* _Supplied text_:

They also receive a wide range of assistance that continues even after they finish their community service sentences and graduate from the program, including help getting jobs, permanent housing and the driver’s licenses and IDs they need to get employment and housing.
The Prosecutor’s and Public Defender’s offices are technically adversaries. But in Community Outreach Court they consider themselves a team working together to help the homeless clear their court cases and start anew.
Deputy Prosecutor Mark Tom has been with Community Outreach Court since the beginning and introduced himself to the people who showed up for their Friday appearances by saying, “I’m the prosecutor, but I’m your friend. I’m your friend.”
Later, as the proceedings began, Tom said, “This is the team that’s going to help you get back on your feet.”
“This is really such a unique situation,” Lendio told the Honolulu Star-Advertiser after Friday’s session.
While Community Outreach Court remains on hold in district courts around Oahu, another session is planned for Dec. 18 at the Villages of Maili.
All of the 80 units at the Villages of Maili are full, with 225 residents, according to Catholic Charities Hawaii.
Participants on Friday waited in a children’s playground outside while the indoor proceedings included social distancing and plenty of ventilation, with everyone wearing masks.
“We wanted to make a statement that we haven’t forgotten you guys,” Lendio told the Star-Advertiser. “We’re just coming back in a new way figuring out how … to help you progress your life.”
Lendio was most recently in the news after the Judicial Selection Committee forwarded her name to Gov. David Ige, along with three others, for consideration for a nomination to the Hawaii Supreme Court.
Ige instead selected Circuit Court Judge Todd Eddins, whose nomination faces possible Senate a pproval this week.

* _Assignment_:
Answer these questions from the text about Community Outreach Court:
(a) Where and on what date is the next session planned?
(b) How many residents live in the 80 units at the Villages of Maili?
(c) Whom did Gov. David Ige select for the Hawaii Supreme Court instead of Lendio?

* _Dataset content_:
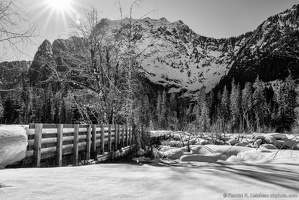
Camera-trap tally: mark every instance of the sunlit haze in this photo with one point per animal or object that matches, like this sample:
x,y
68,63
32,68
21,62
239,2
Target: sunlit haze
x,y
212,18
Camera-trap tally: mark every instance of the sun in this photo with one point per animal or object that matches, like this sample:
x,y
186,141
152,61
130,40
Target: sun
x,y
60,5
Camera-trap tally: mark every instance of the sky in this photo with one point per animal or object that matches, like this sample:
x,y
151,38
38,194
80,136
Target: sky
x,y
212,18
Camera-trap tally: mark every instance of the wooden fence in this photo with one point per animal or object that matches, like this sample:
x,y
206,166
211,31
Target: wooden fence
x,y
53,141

...

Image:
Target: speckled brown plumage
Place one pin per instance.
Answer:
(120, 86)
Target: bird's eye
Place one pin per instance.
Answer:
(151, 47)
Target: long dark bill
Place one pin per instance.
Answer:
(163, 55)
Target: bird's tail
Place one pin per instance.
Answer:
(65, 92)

---

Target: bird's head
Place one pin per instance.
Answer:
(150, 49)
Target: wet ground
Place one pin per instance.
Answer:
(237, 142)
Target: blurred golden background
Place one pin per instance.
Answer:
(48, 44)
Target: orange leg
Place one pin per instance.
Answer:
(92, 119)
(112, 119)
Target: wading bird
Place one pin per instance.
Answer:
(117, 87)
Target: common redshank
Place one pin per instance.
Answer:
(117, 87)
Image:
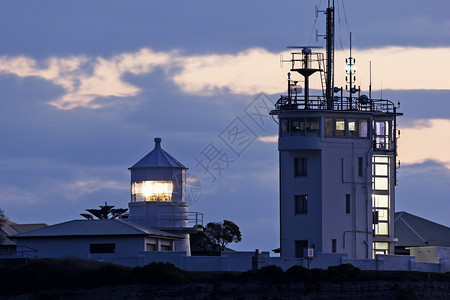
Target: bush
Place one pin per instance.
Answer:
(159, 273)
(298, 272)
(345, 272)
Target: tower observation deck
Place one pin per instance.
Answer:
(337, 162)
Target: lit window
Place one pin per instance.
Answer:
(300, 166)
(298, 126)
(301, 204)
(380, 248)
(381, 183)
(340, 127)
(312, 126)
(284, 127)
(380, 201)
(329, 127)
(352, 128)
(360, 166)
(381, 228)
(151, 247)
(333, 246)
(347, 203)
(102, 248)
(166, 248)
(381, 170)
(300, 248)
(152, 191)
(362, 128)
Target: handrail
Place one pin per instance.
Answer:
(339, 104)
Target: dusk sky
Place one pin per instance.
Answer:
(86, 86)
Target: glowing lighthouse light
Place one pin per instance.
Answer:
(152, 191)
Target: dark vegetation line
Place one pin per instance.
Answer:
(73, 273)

* _Answer box_:
(a) At the Villages of Maili, on Dec. 18.
(b) 225 residents.
(c) Circuit Court Judge Todd Eddins.